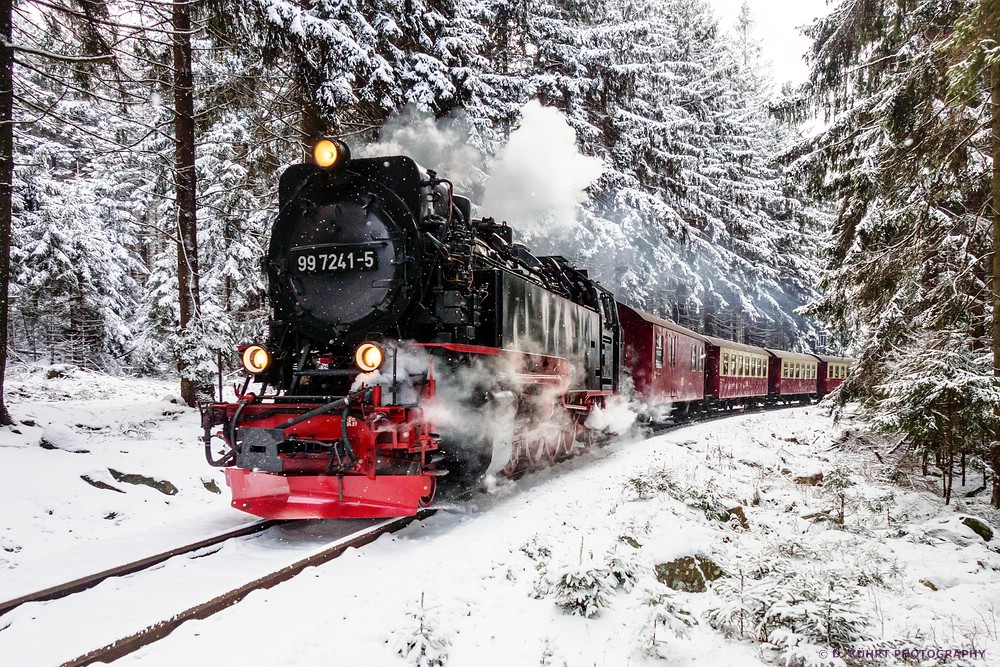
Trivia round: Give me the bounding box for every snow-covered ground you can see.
[0,367,1000,667]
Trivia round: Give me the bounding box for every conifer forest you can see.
[0,0,1000,507]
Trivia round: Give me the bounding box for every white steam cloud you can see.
[481,101,603,236]
[358,107,486,196]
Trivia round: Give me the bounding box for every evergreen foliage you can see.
[3,0,823,402]
[794,0,1000,502]
[392,593,451,667]
[548,559,614,618]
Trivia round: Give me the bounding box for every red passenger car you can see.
[618,303,706,418]
[705,336,768,407]
[812,354,854,398]
[768,349,819,403]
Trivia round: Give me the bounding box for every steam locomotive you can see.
[201,140,852,519]
[202,140,621,518]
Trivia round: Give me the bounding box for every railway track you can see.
[0,405,802,667]
[0,511,433,667]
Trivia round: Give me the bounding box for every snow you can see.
[0,367,1000,667]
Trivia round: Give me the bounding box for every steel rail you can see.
[61,509,435,667]
[0,520,288,616]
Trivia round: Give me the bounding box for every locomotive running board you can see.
[226,468,434,519]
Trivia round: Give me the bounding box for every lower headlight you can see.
[243,345,271,374]
[354,343,385,373]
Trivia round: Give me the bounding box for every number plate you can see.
[289,246,378,273]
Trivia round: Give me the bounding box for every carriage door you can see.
[601,292,622,391]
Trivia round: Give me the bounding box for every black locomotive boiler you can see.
[202,140,621,518]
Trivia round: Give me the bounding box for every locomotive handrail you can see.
[274,395,351,430]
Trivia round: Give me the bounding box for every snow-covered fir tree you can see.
[796,1,1000,504]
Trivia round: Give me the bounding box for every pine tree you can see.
[797,0,1000,502]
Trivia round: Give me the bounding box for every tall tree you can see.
[945,0,1000,507]
[0,0,14,425]
[171,0,201,405]
[797,0,1000,502]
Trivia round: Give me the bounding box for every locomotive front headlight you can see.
[313,139,351,169]
[354,343,385,373]
[243,345,271,374]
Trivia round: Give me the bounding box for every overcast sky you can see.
[709,0,836,86]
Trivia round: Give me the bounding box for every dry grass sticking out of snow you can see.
[0,369,1000,667]
[113,407,1000,667]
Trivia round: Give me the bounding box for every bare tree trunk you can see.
[0,0,14,425]
[989,65,1000,507]
[172,0,201,405]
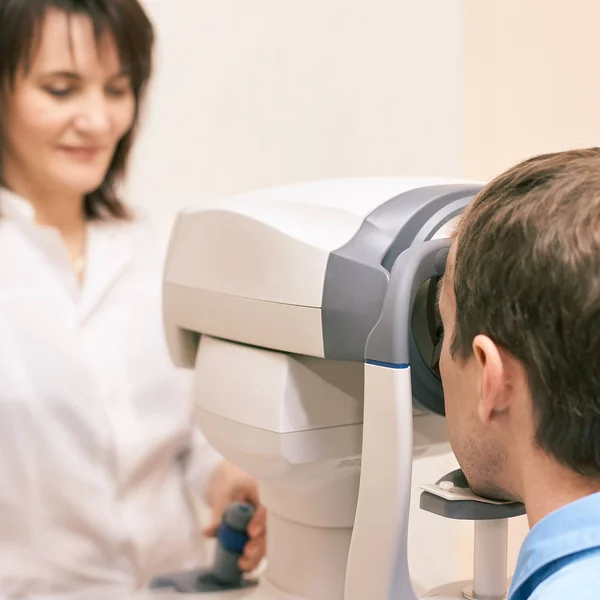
+--
Your instructions » Copy out every line in the rows above that contains the string "headlight", matching case exactly.

Task result »
Trivia round: Give me the bounding box for every lower headlight you can see.
Trivia round: Give me the bounding box for every locomotive front headlight you can see.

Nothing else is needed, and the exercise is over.